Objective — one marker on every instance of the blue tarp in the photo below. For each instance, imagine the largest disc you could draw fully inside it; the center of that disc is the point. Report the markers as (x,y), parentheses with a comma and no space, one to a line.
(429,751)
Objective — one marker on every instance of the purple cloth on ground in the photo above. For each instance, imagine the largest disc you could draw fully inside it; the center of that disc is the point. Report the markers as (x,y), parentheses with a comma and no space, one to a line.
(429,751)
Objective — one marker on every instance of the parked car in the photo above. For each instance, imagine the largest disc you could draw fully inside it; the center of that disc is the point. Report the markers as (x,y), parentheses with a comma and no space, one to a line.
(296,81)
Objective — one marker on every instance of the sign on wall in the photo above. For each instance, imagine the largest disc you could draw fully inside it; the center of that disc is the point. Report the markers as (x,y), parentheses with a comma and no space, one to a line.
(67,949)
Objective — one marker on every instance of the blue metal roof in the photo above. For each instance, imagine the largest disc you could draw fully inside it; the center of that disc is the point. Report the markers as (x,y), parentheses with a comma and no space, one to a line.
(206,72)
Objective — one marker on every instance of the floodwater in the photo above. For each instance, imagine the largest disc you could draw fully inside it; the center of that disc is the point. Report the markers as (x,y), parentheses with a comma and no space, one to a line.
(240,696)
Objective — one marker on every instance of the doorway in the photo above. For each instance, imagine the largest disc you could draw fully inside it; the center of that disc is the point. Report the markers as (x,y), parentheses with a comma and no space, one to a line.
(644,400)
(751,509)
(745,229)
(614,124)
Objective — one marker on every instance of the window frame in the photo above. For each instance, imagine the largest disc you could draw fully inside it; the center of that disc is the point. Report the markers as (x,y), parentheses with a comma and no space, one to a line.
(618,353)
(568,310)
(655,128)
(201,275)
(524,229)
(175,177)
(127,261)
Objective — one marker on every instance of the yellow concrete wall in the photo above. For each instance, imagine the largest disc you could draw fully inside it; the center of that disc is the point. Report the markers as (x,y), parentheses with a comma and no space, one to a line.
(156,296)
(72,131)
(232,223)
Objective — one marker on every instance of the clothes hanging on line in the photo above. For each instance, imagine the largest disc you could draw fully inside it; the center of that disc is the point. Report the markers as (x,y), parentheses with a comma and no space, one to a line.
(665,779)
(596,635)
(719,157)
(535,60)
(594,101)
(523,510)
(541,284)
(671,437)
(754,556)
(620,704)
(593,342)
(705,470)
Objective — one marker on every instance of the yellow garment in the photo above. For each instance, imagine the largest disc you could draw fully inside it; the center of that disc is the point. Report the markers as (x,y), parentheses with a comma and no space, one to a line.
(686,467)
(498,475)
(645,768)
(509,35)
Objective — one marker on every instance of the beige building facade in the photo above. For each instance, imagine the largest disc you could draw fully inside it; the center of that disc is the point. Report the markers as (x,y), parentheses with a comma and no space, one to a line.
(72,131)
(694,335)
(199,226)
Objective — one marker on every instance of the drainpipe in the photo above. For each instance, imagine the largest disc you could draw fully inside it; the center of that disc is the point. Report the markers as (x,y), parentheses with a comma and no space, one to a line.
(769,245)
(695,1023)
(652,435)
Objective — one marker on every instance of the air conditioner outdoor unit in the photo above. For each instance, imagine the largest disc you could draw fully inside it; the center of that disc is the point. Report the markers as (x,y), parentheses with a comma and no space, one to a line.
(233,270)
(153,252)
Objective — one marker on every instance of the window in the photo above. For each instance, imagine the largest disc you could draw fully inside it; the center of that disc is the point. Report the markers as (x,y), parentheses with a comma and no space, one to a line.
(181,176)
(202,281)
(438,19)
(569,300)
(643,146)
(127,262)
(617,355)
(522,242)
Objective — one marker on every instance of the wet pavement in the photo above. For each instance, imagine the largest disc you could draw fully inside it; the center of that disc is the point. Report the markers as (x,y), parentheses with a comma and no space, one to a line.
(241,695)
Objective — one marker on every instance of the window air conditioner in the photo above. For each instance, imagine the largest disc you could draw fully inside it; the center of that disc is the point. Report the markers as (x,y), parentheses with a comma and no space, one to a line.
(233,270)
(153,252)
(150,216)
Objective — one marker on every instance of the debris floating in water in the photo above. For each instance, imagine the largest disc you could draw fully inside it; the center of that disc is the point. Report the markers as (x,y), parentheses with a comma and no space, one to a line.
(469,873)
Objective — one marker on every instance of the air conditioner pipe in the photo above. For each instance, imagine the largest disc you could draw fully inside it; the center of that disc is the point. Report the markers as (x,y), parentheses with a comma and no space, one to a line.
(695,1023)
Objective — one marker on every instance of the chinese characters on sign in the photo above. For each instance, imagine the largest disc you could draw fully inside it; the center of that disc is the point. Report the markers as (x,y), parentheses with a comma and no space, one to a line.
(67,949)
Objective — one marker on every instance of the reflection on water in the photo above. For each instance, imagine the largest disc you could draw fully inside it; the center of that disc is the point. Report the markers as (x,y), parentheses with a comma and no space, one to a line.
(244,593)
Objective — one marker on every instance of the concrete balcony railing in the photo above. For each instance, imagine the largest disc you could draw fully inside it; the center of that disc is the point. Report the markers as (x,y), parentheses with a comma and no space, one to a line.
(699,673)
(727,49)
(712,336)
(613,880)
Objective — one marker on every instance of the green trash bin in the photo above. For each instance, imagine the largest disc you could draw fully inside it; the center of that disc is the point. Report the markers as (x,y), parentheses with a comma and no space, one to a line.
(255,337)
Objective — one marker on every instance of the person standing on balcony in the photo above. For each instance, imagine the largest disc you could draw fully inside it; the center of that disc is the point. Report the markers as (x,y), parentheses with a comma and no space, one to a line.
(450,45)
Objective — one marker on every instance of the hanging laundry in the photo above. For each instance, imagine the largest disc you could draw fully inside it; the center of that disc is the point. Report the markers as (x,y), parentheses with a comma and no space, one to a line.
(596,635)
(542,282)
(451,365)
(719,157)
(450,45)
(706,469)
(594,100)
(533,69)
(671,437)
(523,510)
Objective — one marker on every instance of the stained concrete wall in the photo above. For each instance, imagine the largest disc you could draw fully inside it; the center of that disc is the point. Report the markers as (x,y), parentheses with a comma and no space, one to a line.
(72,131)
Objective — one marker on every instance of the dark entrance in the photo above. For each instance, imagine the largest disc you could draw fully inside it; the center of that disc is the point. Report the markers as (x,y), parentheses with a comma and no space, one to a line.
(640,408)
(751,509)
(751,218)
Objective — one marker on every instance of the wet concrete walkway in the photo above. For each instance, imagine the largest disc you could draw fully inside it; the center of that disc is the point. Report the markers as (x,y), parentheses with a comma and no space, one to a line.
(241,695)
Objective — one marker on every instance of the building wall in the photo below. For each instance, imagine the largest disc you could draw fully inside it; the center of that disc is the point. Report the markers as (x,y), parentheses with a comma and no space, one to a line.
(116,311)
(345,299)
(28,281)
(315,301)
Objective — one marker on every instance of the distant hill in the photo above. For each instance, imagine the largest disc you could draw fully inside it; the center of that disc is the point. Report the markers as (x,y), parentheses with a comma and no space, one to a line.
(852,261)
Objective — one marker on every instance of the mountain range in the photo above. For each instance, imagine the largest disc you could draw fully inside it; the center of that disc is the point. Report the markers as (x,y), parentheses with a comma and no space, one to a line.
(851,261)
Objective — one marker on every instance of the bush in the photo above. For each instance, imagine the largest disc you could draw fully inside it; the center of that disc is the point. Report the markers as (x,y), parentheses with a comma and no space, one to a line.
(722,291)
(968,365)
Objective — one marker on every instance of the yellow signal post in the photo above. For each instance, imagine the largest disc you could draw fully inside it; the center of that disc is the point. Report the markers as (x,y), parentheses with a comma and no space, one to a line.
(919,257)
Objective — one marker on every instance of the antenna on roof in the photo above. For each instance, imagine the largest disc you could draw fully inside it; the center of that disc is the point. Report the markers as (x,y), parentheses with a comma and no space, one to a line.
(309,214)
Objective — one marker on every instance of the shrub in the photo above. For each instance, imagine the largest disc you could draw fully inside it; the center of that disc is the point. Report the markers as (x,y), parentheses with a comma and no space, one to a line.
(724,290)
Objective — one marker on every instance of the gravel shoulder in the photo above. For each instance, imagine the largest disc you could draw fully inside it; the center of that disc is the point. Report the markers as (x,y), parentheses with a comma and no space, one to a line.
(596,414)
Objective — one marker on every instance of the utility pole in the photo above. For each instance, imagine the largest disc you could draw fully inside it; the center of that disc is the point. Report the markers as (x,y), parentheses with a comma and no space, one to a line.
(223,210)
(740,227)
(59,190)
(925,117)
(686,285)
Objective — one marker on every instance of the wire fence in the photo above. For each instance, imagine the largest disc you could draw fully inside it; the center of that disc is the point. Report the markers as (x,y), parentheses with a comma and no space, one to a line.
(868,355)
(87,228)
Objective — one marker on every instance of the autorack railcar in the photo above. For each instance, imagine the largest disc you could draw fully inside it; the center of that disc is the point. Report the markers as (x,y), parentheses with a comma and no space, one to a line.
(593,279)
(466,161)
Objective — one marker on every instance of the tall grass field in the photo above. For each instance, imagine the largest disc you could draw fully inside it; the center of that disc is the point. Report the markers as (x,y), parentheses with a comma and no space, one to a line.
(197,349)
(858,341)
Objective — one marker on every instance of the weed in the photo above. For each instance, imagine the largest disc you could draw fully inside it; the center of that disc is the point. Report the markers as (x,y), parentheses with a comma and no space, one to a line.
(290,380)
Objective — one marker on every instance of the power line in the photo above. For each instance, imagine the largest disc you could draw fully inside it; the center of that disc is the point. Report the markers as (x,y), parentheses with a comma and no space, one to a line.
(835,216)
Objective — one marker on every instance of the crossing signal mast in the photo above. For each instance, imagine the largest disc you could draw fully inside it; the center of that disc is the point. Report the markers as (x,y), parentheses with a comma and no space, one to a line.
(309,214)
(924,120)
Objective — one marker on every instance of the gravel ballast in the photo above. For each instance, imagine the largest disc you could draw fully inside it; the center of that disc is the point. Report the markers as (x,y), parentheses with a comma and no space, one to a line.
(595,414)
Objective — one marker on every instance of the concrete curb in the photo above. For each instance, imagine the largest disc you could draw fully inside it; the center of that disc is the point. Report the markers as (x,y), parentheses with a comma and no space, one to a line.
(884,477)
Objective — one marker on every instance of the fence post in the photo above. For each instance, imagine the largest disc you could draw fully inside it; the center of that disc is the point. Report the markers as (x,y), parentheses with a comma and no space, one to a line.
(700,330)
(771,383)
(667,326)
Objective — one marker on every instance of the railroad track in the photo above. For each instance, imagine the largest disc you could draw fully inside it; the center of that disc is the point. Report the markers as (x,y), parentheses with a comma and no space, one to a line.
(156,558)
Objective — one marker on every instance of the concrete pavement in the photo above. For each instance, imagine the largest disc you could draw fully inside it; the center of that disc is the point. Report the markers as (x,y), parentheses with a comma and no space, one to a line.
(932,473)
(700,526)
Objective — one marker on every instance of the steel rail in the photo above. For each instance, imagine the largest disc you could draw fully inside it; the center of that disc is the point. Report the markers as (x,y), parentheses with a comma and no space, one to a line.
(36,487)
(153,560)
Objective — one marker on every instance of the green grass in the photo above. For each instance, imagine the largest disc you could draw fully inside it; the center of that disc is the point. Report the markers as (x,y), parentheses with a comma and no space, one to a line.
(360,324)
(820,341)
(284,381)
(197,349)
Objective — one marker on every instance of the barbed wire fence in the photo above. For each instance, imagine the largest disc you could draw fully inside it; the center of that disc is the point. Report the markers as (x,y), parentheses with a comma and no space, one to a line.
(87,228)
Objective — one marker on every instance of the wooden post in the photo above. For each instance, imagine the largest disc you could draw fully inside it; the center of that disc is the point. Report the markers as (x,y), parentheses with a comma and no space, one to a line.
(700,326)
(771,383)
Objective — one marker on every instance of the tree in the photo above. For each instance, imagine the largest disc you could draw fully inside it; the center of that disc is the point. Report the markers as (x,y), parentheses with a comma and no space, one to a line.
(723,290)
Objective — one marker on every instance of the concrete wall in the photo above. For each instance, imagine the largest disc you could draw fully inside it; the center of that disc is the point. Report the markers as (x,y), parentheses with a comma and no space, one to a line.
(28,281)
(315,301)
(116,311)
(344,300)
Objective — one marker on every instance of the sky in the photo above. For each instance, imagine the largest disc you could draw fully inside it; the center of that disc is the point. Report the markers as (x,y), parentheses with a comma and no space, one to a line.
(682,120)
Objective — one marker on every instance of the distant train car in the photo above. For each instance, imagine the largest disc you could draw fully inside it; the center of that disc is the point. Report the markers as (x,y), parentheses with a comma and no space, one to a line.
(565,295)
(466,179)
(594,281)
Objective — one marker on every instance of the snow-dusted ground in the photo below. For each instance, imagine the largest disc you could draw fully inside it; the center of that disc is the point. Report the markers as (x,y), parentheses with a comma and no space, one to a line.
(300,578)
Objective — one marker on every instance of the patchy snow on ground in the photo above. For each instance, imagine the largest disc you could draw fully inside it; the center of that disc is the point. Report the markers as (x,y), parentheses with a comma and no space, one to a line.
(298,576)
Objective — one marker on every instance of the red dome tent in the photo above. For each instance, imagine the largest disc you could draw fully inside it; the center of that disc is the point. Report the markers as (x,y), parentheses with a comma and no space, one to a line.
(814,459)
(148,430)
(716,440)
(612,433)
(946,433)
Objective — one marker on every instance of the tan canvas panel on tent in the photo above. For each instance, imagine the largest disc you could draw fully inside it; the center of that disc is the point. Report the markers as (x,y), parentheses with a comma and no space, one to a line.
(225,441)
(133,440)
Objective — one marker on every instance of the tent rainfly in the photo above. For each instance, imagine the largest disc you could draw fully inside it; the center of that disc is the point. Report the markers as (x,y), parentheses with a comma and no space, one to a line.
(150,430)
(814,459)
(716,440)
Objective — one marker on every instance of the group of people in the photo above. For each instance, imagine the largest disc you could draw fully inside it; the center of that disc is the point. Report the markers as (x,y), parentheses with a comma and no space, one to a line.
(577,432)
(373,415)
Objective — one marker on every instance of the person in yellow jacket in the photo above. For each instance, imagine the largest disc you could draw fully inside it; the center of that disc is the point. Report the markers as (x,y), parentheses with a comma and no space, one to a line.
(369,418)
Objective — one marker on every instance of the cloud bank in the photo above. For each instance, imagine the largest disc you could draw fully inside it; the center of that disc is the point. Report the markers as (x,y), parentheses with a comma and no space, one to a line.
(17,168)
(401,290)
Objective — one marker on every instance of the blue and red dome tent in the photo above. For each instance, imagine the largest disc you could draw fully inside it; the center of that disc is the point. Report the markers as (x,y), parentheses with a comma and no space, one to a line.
^^^^^^^^
WORK REQUIRED ->
In the listing above, find the line containing "Objective — one marker on every instance of the cloud", then reproduce it and each line after it through the end, exactly and with nothing added.

TASK RESPONSE ->
Objective — one marker on every instance of the cloud bank in the photo above. For each instance, imagine the largest disc you could draw fully inside it; the center of that disc is the point. Report the markers as (x,y), parentheses with a comma and no space, one to a line.
(17,168)
(401,290)
Objective — one marker on every instance of the blue and red dome tent in the photo above. For each instance, imagine the largest disc you could draw fully inside it; the center of that disc is the point. Report the markers as (x,y), parentheses with a comma and no space, one to a line.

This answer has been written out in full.